··· EXCERPTED DATA ···

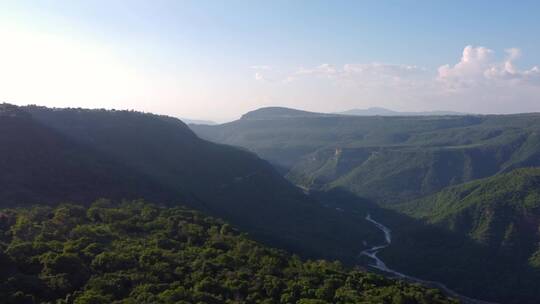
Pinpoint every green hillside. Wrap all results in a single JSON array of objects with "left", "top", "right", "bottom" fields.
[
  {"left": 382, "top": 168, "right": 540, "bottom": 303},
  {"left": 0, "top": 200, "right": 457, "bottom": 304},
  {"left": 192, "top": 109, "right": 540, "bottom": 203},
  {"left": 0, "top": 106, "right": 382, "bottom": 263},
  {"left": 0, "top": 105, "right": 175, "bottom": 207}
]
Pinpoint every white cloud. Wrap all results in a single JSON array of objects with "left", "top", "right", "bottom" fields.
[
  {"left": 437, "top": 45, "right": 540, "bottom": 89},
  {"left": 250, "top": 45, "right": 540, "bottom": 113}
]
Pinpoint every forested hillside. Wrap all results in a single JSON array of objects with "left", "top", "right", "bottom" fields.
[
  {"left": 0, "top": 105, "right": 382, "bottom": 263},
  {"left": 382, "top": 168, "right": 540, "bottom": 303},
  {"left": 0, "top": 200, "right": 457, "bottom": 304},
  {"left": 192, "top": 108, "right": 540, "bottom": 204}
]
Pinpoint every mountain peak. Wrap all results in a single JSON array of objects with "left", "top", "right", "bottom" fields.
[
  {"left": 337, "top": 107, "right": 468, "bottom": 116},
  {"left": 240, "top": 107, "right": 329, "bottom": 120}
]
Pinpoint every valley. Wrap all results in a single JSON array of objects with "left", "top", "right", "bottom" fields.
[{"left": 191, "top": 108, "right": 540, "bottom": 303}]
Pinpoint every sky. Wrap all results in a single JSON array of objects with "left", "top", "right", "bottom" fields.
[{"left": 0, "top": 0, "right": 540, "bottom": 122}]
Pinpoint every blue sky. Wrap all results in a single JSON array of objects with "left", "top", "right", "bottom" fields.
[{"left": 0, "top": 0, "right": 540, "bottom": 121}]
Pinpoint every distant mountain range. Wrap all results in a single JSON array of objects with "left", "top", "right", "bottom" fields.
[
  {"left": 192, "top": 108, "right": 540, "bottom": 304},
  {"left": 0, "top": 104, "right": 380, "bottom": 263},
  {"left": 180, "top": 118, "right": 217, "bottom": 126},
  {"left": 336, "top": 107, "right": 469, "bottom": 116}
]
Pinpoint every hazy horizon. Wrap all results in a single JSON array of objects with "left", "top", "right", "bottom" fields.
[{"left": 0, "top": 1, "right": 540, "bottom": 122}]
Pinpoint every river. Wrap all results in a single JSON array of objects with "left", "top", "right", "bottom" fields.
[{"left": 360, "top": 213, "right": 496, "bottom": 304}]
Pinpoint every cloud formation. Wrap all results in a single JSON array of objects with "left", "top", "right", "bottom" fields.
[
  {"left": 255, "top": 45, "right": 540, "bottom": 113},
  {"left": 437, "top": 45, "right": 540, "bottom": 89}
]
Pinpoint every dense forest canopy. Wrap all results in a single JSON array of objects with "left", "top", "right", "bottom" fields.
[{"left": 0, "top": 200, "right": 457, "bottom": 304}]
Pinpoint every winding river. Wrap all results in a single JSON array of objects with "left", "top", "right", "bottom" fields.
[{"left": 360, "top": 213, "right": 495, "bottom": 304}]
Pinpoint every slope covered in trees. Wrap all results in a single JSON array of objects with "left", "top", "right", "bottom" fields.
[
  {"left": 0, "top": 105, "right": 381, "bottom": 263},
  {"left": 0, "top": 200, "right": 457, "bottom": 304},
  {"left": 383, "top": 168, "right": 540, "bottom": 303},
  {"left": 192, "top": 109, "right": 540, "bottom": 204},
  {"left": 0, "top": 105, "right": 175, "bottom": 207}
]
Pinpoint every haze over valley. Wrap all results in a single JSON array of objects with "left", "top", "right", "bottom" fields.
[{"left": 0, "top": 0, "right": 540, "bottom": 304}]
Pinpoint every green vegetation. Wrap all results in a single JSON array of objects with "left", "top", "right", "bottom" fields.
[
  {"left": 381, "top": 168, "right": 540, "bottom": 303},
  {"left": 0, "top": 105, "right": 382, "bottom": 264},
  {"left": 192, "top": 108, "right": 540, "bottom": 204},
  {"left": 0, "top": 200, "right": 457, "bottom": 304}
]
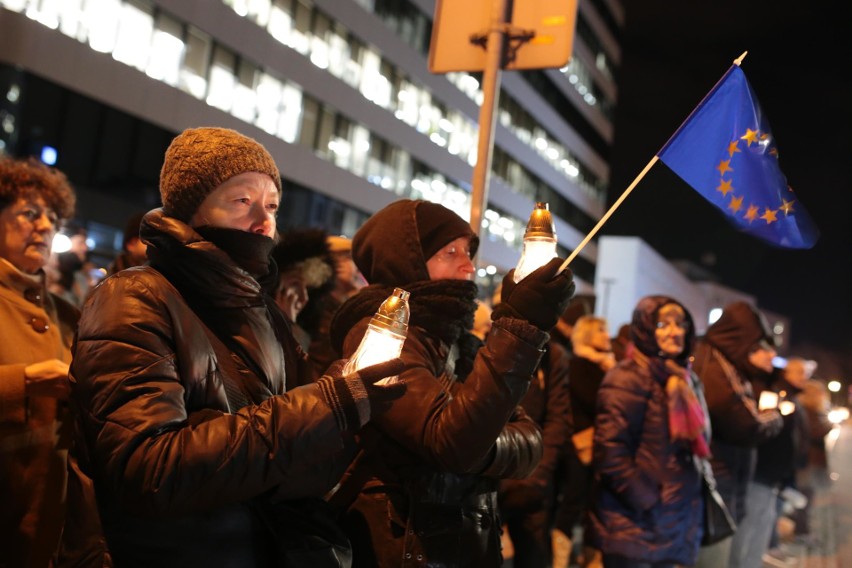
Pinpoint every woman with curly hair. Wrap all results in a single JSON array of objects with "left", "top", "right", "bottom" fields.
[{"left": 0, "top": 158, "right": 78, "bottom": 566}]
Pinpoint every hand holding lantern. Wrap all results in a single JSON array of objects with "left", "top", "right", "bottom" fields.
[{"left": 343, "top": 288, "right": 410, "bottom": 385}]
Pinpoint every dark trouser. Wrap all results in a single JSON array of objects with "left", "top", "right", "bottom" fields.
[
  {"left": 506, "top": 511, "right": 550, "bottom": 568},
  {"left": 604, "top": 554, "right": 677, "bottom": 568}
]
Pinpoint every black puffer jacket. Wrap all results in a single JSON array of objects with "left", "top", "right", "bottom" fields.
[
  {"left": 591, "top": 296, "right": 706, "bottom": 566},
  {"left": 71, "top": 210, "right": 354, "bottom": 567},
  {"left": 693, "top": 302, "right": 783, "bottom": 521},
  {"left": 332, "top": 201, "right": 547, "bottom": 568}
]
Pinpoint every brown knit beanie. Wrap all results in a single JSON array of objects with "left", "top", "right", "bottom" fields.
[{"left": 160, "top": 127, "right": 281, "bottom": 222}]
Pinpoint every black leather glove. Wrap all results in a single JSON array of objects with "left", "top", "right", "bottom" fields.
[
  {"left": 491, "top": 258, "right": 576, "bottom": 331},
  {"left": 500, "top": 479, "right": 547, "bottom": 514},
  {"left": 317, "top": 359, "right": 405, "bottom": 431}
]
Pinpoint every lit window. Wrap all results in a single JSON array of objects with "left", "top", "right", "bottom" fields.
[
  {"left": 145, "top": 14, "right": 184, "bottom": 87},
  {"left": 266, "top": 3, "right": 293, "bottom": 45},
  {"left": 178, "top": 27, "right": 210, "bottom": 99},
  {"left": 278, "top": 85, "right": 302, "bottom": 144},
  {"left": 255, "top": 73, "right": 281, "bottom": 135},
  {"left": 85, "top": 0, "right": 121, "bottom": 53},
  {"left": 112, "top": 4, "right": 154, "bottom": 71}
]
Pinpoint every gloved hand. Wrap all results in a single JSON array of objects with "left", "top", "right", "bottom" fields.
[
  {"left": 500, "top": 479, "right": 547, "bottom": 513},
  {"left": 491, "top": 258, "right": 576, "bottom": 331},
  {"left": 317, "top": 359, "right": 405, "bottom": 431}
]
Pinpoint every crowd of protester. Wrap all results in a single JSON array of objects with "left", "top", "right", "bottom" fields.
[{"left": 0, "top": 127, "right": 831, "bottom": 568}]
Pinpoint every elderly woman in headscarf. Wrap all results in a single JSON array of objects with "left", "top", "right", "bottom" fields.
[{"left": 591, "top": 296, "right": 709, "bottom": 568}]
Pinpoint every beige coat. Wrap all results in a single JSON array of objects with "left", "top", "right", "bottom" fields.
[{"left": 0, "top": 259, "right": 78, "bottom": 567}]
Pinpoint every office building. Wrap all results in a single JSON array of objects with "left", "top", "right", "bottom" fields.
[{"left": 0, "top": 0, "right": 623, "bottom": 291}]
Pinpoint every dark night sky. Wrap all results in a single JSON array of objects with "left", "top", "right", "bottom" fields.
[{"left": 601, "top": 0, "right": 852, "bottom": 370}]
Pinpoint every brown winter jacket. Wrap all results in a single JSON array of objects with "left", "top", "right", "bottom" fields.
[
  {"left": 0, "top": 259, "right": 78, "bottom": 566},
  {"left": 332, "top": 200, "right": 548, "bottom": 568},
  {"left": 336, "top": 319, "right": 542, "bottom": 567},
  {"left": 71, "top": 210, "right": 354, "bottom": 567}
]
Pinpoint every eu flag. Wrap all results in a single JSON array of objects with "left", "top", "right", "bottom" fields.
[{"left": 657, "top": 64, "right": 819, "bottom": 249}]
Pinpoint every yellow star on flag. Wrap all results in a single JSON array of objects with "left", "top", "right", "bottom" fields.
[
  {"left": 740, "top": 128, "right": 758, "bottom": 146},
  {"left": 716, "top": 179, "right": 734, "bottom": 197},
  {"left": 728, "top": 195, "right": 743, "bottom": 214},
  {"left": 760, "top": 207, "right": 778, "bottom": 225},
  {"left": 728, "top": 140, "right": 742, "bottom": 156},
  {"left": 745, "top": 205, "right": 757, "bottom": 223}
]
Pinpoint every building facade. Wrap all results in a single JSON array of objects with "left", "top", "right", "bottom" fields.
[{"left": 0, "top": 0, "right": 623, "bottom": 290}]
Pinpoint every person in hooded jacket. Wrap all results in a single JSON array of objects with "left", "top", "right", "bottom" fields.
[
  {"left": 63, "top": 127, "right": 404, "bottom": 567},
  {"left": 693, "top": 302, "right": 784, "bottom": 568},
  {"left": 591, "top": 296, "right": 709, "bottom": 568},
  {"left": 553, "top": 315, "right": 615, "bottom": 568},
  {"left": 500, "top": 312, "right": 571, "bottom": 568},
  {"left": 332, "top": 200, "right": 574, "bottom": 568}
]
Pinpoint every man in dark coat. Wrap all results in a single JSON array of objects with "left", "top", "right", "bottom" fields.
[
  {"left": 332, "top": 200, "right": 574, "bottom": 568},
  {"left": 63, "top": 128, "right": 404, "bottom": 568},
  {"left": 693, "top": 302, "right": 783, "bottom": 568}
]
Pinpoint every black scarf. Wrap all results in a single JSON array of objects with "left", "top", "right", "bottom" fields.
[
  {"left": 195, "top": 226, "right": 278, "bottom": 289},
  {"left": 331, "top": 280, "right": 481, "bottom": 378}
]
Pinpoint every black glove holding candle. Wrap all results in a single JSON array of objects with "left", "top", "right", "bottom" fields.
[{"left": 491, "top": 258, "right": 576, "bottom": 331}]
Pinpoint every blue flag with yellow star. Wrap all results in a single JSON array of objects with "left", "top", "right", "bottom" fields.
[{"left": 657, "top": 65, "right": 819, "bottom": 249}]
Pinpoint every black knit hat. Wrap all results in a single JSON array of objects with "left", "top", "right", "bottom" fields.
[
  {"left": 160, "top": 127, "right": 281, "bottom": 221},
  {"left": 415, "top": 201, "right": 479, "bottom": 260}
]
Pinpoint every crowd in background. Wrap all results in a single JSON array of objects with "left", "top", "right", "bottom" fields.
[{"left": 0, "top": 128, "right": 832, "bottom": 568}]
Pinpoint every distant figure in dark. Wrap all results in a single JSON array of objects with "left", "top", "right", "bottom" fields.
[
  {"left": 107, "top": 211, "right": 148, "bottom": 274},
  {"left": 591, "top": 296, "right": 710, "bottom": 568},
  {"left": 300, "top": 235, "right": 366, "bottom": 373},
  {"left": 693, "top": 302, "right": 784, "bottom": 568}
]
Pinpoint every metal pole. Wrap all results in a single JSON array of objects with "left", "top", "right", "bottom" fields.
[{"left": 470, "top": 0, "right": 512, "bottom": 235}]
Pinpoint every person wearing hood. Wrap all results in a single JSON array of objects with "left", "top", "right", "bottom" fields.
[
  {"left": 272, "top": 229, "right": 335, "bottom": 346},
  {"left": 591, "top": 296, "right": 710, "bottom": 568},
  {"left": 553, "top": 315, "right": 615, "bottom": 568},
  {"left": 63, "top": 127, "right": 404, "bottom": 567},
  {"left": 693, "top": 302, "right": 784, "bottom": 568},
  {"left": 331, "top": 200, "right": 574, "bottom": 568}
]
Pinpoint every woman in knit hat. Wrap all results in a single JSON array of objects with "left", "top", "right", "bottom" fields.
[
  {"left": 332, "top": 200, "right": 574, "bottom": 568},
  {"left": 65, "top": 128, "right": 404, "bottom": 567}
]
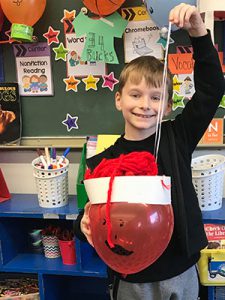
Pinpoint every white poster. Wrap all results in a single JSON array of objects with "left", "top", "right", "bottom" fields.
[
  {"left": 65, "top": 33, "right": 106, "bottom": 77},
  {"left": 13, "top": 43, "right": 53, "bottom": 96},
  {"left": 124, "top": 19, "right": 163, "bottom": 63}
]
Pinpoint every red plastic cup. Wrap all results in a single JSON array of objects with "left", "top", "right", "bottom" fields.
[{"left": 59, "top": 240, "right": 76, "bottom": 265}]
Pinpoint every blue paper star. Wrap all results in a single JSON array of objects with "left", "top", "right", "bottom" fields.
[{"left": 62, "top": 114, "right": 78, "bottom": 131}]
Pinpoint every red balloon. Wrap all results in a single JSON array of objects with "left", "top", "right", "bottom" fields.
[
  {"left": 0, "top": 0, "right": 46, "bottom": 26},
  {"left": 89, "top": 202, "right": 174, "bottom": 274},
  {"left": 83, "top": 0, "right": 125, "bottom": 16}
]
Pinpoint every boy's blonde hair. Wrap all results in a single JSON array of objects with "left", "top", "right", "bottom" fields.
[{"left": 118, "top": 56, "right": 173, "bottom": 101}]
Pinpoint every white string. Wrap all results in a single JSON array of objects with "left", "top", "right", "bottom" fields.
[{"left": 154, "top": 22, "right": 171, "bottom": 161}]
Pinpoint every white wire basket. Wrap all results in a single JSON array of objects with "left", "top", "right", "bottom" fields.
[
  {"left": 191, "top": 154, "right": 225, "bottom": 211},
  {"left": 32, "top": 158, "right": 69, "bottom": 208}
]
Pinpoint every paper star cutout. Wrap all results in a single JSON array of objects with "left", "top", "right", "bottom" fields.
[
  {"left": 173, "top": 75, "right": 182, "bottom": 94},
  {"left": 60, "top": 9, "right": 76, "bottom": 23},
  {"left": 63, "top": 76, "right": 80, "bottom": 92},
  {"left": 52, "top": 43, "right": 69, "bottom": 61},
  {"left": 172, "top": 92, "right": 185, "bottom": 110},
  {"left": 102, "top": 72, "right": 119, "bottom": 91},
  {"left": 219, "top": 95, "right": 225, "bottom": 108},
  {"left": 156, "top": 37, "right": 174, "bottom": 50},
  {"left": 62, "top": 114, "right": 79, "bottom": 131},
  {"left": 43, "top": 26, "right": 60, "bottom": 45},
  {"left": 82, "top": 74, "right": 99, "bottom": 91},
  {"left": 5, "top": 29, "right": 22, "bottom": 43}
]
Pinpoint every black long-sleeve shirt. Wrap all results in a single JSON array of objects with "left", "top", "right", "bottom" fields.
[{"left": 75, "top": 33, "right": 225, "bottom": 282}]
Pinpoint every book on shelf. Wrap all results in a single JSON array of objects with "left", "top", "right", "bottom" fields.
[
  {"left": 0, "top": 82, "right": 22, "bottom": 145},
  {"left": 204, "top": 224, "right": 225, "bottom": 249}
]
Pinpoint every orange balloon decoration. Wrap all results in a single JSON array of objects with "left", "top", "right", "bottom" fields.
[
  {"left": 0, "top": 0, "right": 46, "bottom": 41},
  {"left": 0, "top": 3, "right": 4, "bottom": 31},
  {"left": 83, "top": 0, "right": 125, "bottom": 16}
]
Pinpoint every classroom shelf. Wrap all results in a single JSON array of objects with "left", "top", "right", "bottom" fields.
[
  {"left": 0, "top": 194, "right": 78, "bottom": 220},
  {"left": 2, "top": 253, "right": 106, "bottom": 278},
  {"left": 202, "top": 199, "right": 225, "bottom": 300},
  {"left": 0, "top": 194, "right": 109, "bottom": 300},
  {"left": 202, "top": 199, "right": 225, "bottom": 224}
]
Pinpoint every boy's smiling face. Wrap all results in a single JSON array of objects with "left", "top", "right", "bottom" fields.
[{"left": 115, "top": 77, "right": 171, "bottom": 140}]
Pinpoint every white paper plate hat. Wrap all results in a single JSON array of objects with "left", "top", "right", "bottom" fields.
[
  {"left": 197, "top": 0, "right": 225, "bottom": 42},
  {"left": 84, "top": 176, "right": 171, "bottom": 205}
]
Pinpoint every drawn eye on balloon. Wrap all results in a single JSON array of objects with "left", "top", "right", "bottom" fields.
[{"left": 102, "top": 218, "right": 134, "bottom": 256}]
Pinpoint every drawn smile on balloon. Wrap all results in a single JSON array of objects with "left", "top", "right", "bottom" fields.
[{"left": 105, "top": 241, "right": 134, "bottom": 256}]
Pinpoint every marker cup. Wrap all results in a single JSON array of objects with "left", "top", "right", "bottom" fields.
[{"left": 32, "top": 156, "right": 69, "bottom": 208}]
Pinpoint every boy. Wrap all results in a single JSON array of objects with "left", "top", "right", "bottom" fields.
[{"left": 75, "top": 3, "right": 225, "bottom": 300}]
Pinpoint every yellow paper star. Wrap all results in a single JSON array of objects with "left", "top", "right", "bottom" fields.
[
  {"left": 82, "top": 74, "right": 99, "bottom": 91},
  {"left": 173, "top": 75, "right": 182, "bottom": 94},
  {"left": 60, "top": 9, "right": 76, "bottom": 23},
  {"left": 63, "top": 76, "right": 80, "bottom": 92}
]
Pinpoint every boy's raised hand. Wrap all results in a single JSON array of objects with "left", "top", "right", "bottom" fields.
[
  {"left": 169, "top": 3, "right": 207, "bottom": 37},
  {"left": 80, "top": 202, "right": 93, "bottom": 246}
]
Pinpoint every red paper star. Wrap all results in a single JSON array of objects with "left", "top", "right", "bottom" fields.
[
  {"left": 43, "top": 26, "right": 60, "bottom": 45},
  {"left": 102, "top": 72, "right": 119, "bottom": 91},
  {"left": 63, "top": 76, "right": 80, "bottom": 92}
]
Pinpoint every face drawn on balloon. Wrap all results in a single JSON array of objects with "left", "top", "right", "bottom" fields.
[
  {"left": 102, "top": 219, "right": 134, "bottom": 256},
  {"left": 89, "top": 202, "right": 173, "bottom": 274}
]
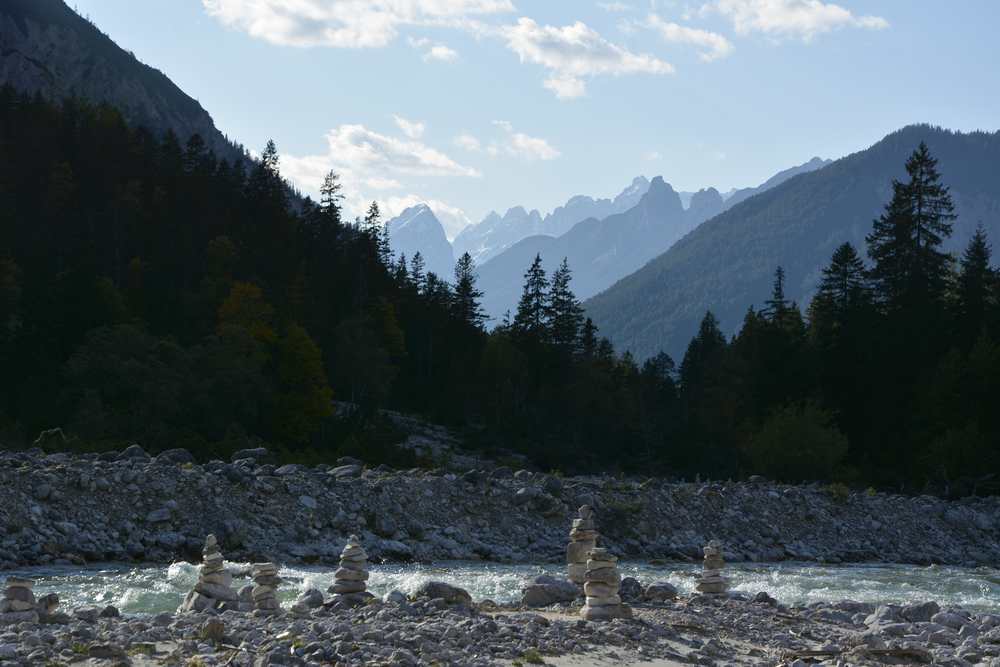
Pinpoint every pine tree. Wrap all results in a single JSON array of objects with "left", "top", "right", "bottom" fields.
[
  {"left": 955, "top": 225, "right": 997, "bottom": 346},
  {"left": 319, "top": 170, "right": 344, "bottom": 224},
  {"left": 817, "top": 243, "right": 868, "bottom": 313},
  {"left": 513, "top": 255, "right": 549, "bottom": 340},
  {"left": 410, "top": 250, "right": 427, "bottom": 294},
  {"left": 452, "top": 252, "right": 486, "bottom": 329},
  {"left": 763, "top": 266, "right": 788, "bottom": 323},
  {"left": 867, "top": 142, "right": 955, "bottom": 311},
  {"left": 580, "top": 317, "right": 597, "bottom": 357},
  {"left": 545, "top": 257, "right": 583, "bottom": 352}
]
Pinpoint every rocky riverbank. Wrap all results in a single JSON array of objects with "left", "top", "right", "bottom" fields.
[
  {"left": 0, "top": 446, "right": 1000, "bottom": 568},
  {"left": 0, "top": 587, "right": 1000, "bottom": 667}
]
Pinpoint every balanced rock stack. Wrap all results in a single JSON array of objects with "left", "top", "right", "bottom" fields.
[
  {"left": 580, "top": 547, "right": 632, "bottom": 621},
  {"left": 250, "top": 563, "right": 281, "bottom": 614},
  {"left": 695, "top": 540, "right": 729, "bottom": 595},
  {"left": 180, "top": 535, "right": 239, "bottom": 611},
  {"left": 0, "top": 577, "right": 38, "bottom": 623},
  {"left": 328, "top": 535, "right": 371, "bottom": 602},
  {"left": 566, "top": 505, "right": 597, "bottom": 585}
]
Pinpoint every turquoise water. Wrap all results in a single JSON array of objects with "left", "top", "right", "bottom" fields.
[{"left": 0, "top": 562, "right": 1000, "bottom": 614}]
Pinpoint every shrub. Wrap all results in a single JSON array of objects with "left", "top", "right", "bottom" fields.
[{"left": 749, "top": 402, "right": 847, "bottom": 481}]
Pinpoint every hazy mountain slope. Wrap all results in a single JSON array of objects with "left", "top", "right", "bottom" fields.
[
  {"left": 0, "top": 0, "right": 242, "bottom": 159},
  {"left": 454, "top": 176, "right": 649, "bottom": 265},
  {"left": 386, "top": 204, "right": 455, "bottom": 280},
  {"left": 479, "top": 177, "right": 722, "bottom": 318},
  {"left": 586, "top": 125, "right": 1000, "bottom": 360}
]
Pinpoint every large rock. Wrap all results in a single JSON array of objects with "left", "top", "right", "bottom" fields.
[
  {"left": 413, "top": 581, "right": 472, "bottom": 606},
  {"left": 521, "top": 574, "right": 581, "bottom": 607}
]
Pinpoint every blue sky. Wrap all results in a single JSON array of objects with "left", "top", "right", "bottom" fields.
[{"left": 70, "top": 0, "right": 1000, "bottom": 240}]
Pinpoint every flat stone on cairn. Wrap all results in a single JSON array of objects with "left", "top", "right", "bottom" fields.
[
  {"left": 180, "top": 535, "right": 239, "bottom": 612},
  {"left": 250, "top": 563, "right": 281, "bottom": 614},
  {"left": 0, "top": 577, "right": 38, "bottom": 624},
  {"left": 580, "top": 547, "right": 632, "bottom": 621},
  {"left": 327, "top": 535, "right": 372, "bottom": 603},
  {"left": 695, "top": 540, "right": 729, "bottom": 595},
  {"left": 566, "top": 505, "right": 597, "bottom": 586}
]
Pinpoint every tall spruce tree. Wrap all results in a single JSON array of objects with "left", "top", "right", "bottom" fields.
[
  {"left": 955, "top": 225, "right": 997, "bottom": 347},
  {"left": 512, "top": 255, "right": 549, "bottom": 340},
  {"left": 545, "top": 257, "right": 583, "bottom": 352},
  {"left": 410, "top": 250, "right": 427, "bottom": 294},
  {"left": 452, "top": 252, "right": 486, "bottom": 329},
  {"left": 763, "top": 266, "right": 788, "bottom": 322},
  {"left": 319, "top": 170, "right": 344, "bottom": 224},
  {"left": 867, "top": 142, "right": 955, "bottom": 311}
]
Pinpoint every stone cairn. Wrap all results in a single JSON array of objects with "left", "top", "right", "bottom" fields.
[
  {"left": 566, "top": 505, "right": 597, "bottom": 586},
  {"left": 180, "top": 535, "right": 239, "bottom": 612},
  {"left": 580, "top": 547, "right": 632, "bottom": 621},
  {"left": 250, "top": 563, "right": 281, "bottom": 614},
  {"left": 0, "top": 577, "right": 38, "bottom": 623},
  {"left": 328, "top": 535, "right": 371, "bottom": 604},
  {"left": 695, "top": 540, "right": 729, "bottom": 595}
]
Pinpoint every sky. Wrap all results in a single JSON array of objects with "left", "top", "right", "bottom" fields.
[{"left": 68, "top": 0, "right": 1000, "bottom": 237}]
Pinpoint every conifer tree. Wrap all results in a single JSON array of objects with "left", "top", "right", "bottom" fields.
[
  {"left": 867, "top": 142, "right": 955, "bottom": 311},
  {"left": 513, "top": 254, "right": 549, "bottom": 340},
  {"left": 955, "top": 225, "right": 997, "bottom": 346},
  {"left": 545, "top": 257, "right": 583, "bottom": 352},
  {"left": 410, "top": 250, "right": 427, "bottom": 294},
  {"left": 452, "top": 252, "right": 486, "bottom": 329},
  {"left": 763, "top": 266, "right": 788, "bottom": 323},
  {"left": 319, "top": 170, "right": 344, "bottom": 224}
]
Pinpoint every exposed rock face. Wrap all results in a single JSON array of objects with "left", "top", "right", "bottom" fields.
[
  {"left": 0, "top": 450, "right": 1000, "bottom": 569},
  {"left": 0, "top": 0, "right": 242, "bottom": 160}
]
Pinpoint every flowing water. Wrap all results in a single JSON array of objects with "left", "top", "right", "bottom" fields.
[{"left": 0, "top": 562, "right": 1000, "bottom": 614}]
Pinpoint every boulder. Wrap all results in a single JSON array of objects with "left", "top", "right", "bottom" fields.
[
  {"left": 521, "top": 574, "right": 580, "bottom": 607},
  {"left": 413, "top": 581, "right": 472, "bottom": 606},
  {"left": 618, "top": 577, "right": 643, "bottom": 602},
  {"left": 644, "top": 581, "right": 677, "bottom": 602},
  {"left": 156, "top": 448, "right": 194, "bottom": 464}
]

···

> **AIM OF THE EXERCISE**:
Reproduce, exactly and with nothing added, the lines from the one that includes "Pinpoint every flowing" through the last line of the material.

> **RESPONSE**:
Pinpoint every flowing water. Wrap all results in a single JSON array of objects with "left", "top", "right", "bottom" fields.
[{"left": 0, "top": 562, "right": 1000, "bottom": 614}]
Pinpoint every boulder. Wrap all results in a single JSON array of objects with "left", "top", "right", "bottom" fields.
[
  {"left": 521, "top": 574, "right": 580, "bottom": 607},
  {"left": 413, "top": 581, "right": 472, "bottom": 606},
  {"left": 618, "top": 577, "right": 643, "bottom": 602},
  {"left": 644, "top": 581, "right": 677, "bottom": 602},
  {"left": 156, "top": 448, "right": 194, "bottom": 464}
]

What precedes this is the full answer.